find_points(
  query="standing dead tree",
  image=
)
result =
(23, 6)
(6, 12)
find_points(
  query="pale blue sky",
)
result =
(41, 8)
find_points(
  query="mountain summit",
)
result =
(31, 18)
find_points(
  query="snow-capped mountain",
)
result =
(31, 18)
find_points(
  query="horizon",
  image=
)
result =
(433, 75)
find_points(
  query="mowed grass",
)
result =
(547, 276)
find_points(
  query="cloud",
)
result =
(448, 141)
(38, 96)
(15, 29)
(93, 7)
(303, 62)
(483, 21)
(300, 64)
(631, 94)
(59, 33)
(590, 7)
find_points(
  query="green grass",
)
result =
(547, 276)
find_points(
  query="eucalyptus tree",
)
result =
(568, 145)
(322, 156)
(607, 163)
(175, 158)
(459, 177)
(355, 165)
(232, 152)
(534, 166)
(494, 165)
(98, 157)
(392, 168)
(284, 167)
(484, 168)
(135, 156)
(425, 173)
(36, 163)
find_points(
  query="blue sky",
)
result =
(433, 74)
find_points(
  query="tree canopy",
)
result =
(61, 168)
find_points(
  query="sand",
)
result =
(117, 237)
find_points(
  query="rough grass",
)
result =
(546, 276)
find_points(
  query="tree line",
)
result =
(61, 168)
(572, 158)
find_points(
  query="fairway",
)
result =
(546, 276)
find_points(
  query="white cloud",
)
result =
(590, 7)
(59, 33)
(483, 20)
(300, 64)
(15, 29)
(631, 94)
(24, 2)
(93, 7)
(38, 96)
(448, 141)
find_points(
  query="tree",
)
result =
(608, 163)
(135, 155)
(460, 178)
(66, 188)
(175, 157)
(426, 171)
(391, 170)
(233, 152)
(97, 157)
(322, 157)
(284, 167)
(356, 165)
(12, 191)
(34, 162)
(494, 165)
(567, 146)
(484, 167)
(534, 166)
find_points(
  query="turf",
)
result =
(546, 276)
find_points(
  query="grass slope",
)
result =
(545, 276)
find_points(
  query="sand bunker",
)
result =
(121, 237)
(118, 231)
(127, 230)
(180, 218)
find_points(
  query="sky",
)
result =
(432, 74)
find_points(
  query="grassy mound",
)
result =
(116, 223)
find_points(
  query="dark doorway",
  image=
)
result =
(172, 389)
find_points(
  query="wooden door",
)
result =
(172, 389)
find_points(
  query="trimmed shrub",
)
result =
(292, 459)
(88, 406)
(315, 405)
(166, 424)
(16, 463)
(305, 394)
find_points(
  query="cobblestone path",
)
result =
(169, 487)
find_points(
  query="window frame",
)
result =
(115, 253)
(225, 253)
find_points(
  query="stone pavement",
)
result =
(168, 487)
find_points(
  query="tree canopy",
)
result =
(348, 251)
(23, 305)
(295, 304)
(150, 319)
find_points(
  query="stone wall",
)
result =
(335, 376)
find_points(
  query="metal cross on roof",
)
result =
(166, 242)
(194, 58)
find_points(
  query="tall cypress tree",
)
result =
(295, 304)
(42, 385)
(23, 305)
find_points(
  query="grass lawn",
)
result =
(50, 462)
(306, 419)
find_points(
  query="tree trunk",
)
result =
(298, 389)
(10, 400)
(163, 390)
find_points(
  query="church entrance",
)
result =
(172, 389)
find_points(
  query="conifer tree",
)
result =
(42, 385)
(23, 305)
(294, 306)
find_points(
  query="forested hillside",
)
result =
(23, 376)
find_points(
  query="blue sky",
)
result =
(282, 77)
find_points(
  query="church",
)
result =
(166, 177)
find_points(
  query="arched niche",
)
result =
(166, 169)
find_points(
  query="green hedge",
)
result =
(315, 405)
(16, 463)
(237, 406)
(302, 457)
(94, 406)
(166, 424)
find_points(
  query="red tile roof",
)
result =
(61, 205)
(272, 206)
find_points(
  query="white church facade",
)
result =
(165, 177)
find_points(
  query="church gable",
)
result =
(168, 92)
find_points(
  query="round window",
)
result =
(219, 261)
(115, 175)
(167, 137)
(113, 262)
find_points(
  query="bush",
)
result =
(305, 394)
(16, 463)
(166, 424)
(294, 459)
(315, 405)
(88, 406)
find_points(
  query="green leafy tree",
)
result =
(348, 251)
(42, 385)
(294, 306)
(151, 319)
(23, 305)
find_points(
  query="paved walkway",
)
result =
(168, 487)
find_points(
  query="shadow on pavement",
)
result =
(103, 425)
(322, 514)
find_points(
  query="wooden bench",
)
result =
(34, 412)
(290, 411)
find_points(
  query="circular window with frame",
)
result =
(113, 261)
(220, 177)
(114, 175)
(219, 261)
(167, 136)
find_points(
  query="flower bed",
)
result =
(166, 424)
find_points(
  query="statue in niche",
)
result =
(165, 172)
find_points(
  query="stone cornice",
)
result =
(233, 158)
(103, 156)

##############################

# The task
Set out the complete listing exactly as shown.

# Finished answer
find_points(
  query="standing dead tree",
  image=
)
result =
(23, 6)
(6, 12)
find_points(
  query="pale blue sky",
)
result =
(41, 8)
find_points(
  query="mountain summit",
)
result =
(31, 18)
find_points(
  query="snow-capped mountain",
)
result =
(31, 18)
find_points(
  query="horizon",
  image=
)
result =
(433, 75)
find_points(
  query="mowed grass",
)
result =
(547, 276)
find_points(
  query="cloud",
)
result =
(448, 141)
(38, 96)
(15, 29)
(93, 7)
(303, 62)
(483, 21)
(300, 64)
(631, 94)
(59, 33)
(590, 7)
find_points(
  query="green grass",
)
result =
(547, 276)
find_points(
  query="eucalyptus tree",
)
result =
(568, 145)
(322, 156)
(607, 163)
(175, 158)
(459, 177)
(355, 165)
(232, 152)
(534, 166)
(494, 165)
(98, 157)
(392, 168)
(284, 167)
(484, 168)
(135, 156)
(425, 173)
(36, 163)
find_points(
  query="blue sky",
)
result =
(433, 74)
find_points(
  query="tree canopy",
)
result =
(61, 168)
find_points(
  query="sand",
)
result =
(117, 237)
find_points(
  query="rough grass",
)
result =
(546, 276)
find_points(
  query="tree line",
)
result =
(61, 168)
(572, 158)
find_points(
  query="fairway",
)
result =
(546, 276)
find_points(
  query="white cloud",
)
result =
(590, 7)
(59, 33)
(483, 20)
(300, 64)
(15, 29)
(631, 94)
(24, 2)
(93, 7)
(38, 96)
(448, 141)
find_points(
  query="tree",
)
result =
(608, 163)
(135, 155)
(460, 178)
(66, 188)
(175, 157)
(426, 171)
(391, 170)
(233, 152)
(97, 157)
(322, 157)
(284, 167)
(356, 165)
(12, 191)
(34, 162)
(494, 165)
(567, 146)
(484, 167)
(534, 166)
find_points(
  query="turf",
)
result =
(546, 276)
find_points(
  query="grass slope",
)
result =
(545, 276)
find_points(
  query="sand bunker",
)
result =
(121, 237)
(118, 231)
(127, 230)
(180, 218)
find_points(
  query="sky",
)
result =
(432, 74)
find_points(
  query="grassy mound",
)
result =
(116, 223)
find_points(
  query="dark doorway",
  image=
)
result =
(172, 389)
find_points(
  query="wooden door",
)
result =
(172, 389)
find_points(
  query="trimmed shrub",
)
result =
(292, 459)
(88, 406)
(315, 405)
(166, 424)
(16, 463)
(305, 394)
find_points(
  query="cobblestone path",
)
result =
(169, 487)
find_points(
  query="window frame",
)
result =
(115, 253)
(225, 253)
find_points(
  query="stone pavement",
)
result =
(168, 487)
find_points(
  query="tree canopy",
)
result =
(348, 251)
(23, 305)
(295, 304)
(150, 319)
find_points(
  query="stone wall",
)
result =
(335, 376)
find_points(
  query="metal cross on roof",
)
result =
(166, 242)
(194, 58)
find_points(
  query="tall cypress tree",
)
result =
(295, 304)
(42, 385)
(23, 305)
find_points(
  query="grass lawn",
)
result =
(50, 462)
(306, 419)
find_points(
  query="tree trunk",
)
result =
(298, 389)
(10, 400)
(163, 390)
find_points(
  query="church entrance",
)
result =
(172, 389)
find_points(
  query="conifer tree",
)
result =
(42, 385)
(23, 305)
(294, 306)
find_points(
  query="forested hillside",
)
result =
(23, 376)
find_points(
  query="blue sky",
)
result =
(282, 77)
find_points(
  query="church",
)
result =
(166, 177)
find_points(
  query="arched niche",
)
result =
(166, 169)
find_points(
  query="green hedge",
)
result =
(315, 405)
(16, 463)
(237, 406)
(302, 457)
(94, 406)
(166, 424)
find_points(
  query="red tile roof",
)
result =
(61, 205)
(272, 206)
find_points(
  query="white church facade",
)
result =
(165, 177)
find_points(
  query="church gable",
)
result =
(168, 92)
find_points(
  query="round window",
)
result =
(219, 261)
(115, 175)
(167, 137)
(113, 262)
find_points(
  query="bush",
)
result =
(305, 394)
(16, 463)
(166, 424)
(294, 459)
(315, 405)
(88, 406)
find_points(
  query="green leafy tree",
)
result =
(348, 251)
(42, 385)
(294, 306)
(151, 319)
(23, 305)
find_points(
  query="paved walkway",
)
result =
(168, 487)
find_points(
  query="shadow on pavement",
)
result =
(103, 425)
(322, 514)
find_points(
  query="wooden bench",
)
result =
(34, 412)
(290, 411)
find_points(
  query="circular window with frame",
)
result =
(113, 261)
(220, 177)
(114, 175)
(219, 261)
(167, 136)
find_points(
  query="flower bed",
)
result =
(166, 424)
find_points(
  query="statue in niche",
)
result =
(165, 172)
find_points(
  query="stone cornice",
)
result =
(233, 158)
(103, 156)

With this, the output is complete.